**Task requirements**
Locate the line that contains "For every instance of the white sky, locate". Copy it and every following line through the end of the records, exactly, and include nothing else.

Records drawn from a dataset:

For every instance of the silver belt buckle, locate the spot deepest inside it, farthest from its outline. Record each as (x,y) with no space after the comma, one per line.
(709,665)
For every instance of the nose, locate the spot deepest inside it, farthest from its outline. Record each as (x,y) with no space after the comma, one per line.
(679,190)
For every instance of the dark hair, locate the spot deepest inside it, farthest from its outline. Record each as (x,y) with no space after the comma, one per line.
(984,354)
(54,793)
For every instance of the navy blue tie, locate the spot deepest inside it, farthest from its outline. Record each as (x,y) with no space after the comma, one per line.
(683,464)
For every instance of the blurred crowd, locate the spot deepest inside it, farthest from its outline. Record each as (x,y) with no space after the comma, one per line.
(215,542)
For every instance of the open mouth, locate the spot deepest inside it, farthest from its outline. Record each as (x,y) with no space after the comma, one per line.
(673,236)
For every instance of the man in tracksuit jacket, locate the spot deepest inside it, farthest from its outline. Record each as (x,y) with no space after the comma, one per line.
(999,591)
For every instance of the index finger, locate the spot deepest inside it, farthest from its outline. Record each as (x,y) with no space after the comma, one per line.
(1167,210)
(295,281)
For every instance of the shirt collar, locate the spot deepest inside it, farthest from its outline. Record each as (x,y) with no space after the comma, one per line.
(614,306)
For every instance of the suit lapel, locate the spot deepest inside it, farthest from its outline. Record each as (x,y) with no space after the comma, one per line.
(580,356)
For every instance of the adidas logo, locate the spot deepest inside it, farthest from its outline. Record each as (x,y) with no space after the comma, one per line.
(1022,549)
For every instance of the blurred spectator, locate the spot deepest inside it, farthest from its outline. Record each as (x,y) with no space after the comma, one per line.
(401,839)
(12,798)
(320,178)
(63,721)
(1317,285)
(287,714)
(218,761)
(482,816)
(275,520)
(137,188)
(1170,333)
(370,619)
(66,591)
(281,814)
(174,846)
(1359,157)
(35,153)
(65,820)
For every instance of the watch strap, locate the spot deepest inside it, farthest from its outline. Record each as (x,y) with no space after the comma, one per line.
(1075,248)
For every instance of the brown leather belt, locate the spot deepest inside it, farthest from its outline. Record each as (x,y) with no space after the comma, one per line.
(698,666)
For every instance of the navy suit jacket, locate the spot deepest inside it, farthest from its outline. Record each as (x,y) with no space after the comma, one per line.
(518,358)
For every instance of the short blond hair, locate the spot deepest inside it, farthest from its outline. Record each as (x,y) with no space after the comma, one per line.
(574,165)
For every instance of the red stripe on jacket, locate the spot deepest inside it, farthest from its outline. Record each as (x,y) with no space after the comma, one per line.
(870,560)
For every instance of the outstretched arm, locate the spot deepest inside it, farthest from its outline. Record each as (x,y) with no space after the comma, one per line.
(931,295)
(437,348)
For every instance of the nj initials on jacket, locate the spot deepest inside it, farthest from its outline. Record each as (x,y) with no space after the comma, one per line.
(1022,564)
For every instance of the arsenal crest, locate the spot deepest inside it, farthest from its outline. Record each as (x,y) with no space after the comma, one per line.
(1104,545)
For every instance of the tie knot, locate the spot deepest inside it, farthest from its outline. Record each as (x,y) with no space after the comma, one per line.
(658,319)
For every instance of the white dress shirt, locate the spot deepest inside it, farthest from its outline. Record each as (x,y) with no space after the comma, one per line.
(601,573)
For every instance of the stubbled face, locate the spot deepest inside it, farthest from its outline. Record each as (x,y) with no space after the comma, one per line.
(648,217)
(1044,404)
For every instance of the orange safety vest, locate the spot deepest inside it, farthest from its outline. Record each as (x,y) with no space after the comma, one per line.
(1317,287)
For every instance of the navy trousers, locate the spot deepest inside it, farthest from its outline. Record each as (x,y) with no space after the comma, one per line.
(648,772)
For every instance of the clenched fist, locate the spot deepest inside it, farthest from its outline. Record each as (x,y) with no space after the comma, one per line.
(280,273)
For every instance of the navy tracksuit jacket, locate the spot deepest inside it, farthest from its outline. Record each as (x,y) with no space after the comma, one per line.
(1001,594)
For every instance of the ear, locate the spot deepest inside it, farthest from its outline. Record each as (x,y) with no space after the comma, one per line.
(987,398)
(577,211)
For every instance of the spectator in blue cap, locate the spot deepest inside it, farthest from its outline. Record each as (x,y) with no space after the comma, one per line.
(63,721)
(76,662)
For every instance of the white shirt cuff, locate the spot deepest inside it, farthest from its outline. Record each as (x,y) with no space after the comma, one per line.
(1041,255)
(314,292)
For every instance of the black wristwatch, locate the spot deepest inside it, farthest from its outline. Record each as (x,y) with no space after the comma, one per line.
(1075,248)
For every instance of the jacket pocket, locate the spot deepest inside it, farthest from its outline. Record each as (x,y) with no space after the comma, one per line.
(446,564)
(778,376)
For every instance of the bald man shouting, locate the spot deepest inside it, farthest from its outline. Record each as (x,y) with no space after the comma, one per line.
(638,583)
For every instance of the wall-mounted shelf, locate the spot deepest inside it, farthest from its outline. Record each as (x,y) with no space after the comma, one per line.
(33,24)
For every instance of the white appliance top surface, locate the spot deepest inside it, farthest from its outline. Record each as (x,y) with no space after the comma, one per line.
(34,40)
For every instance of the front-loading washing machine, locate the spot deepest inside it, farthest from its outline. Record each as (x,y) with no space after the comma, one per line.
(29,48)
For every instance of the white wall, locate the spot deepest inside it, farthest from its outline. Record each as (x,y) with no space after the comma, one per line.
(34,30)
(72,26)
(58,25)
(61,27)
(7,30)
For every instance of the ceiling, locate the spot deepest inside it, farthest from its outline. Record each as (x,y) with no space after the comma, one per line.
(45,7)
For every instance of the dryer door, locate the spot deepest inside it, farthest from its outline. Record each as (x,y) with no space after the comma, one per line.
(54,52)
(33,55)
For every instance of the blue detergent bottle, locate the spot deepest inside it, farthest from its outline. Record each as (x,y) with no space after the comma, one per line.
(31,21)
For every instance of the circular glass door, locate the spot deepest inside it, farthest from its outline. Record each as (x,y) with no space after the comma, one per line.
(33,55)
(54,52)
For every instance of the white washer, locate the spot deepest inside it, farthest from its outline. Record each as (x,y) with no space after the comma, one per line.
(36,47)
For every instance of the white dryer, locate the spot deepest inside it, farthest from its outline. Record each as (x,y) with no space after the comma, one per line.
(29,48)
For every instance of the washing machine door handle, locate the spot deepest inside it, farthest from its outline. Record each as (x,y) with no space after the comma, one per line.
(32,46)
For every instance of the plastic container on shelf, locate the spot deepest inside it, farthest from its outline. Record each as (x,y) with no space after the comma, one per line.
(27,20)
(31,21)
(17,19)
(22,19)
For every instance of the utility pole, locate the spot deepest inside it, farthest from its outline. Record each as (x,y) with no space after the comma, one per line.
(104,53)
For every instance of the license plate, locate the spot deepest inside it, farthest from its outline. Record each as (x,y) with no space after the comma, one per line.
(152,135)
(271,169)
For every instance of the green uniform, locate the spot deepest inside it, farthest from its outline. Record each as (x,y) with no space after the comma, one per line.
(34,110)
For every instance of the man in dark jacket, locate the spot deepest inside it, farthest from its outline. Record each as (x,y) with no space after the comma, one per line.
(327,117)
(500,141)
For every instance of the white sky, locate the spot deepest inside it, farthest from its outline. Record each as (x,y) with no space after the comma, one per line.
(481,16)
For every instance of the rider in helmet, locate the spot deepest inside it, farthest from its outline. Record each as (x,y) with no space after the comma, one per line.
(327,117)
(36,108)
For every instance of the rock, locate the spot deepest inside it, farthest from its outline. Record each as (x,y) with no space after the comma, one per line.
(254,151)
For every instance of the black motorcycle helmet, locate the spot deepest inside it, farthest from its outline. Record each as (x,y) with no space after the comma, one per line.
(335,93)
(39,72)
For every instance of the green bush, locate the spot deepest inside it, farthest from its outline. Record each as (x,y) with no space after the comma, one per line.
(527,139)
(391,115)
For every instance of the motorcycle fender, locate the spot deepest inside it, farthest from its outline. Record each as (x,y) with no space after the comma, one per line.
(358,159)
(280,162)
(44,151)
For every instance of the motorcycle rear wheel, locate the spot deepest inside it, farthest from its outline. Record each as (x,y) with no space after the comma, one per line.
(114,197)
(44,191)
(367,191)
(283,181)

**Answer to this exercise**
For every instance of the white sky, locate the spot deepest inside it, farthest from its outline. Record each as (x,y) with no space after the comma, one per line.
(481,16)
For every instance of the rider in helmet, locate the spot deepest inside it, farthest from its outline. Record each as (x,y) with no space after the comma, one per line.
(327,117)
(36,108)
For every instance of the rock, locate the spot deepest inside it, farthest from its outline. Record each as (x,y) with no space after the comma, one per line.
(254,151)
For every instance of the black motorcycle helmet, locate the spot deepest inside it, farthest from its outline. Record each as (x,y) with no space after the comma, one per line.
(335,93)
(39,72)
For every instance of the green bush, locate the spot deepest inside it, farthest from its outline. Record each as (x,y) with no space after the comma, one per line.
(527,139)
(391,115)
For every instance of the motorcycle fender, locate the spot deepest inside it, farthest from its outline. Record each as (x,y) with no space after the comma, one per line.
(358,159)
(280,162)
(44,151)
For every instance of the motorcycle rear wheel, locate the spot deepest inside it, farthest from its outline. Record each as (x,y) with no space after the comma, one per line.
(114,197)
(44,191)
(367,191)
(283,181)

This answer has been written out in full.